• [What to do]: Rewrite the rows below, from the line with "The component shall point out each instance of the roof" up to and including the line with "point(28, 245)", as a two-column CSV with the headers instruction and answer. Give one CSV line per row, put each field in quotes, and turn line breaks into spaces.

============

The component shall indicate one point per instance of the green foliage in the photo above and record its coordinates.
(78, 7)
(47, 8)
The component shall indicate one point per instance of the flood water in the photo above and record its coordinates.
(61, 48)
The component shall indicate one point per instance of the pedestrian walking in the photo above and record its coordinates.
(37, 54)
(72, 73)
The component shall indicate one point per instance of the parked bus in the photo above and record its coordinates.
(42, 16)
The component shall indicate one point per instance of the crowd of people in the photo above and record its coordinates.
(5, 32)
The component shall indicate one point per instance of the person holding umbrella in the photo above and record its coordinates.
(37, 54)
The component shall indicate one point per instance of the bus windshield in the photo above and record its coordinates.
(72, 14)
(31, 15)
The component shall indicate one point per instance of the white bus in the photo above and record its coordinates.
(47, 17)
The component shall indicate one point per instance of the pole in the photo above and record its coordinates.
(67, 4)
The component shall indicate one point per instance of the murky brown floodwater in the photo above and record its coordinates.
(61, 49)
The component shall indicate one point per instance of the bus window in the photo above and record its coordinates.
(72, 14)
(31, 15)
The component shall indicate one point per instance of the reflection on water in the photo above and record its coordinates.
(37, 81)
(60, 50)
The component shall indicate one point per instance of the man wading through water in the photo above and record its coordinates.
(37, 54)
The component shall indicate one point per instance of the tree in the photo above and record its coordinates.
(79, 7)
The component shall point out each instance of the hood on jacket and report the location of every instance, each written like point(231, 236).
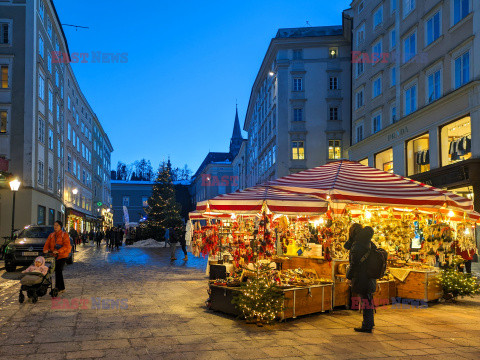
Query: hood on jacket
point(365, 235)
point(41, 259)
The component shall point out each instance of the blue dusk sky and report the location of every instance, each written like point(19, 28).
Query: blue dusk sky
point(188, 63)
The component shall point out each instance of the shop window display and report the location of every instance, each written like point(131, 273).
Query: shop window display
point(456, 141)
point(418, 155)
point(384, 160)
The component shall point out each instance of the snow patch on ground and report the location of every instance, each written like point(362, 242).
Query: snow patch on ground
point(148, 243)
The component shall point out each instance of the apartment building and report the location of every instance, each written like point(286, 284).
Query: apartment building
point(36, 103)
point(298, 115)
point(416, 90)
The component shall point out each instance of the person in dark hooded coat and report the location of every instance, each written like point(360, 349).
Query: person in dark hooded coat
point(359, 244)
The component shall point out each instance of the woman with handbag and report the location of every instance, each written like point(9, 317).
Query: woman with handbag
point(58, 243)
point(360, 244)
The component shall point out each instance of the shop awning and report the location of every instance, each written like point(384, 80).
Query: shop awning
point(252, 200)
point(349, 182)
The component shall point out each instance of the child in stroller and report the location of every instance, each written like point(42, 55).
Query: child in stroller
point(38, 279)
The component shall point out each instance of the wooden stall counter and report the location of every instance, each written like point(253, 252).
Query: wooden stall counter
point(417, 284)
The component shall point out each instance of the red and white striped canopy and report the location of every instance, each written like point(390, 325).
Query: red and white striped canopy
point(251, 201)
point(349, 182)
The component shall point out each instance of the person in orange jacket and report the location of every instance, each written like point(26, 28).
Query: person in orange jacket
point(58, 243)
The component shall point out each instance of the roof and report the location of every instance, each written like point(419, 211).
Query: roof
point(314, 31)
point(214, 158)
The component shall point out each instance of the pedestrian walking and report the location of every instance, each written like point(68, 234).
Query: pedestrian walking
point(58, 243)
point(74, 235)
point(360, 245)
point(177, 236)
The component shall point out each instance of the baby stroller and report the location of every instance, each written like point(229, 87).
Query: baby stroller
point(36, 284)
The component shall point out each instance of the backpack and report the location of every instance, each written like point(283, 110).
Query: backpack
point(376, 260)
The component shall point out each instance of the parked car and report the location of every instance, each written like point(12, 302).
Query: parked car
point(28, 245)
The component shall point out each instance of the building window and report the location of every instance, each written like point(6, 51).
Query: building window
point(377, 122)
point(410, 47)
point(297, 54)
point(456, 141)
point(4, 75)
point(50, 139)
point(3, 121)
point(384, 160)
point(408, 7)
point(461, 8)
point(40, 172)
point(41, 210)
point(377, 51)
point(393, 39)
point(377, 87)
point(378, 17)
point(298, 150)
point(359, 132)
point(41, 87)
point(50, 100)
point(462, 70)
point(433, 28)
point(359, 99)
point(298, 114)
point(393, 114)
point(334, 149)
point(41, 130)
point(434, 86)
point(49, 27)
point(41, 46)
point(361, 35)
point(418, 155)
point(333, 83)
point(360, 7)
point(360, 67)
point(4, 33)
point(411, 99)
point(50, 178)
point(333, 113)
point(297, 84)
point(393, 6)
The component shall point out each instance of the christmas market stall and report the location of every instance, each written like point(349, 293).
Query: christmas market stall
point(286, 237)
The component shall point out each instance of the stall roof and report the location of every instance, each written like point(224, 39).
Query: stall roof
point(252, 200)
point(349, 182)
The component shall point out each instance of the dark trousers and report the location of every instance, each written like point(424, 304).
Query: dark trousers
point(368, 310)
point(59, 265)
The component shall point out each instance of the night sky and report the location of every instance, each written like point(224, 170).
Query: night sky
point(185, 64)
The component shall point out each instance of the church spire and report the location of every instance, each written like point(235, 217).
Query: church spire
point(237, 138)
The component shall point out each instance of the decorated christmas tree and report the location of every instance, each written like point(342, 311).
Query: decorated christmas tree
point(456, 283)
point(162, 211)
point(260, 299)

============

• [Task output]:
instruction,answer
"The component shall point out each instance of the roof and report the location of every instance, each written like point(419, 211). Query: roof","point(314, 31) point(214, 158)"
"The component shall point out each instance of the pedestrian walking and report the location of every instance, each written like point(68, 234). Query: pedestrian walking","point(58, 243) point(74, 235) point(360, 245) point(177, 236)"
"The component shall point out each instance of the baby stroller and report the location of every instance, each written like point(229, 87). Query: baby stroller","point(36, 284)"
"The component shall point out each instance of the backpack and report the location of every instance, each written like point(283, 110). Query: backpack","point(376, 260)"
"The component shall point out each instance of the parked car and report the location of every instance, each written like point(12, 302). Query: parked car","point(28, 245)"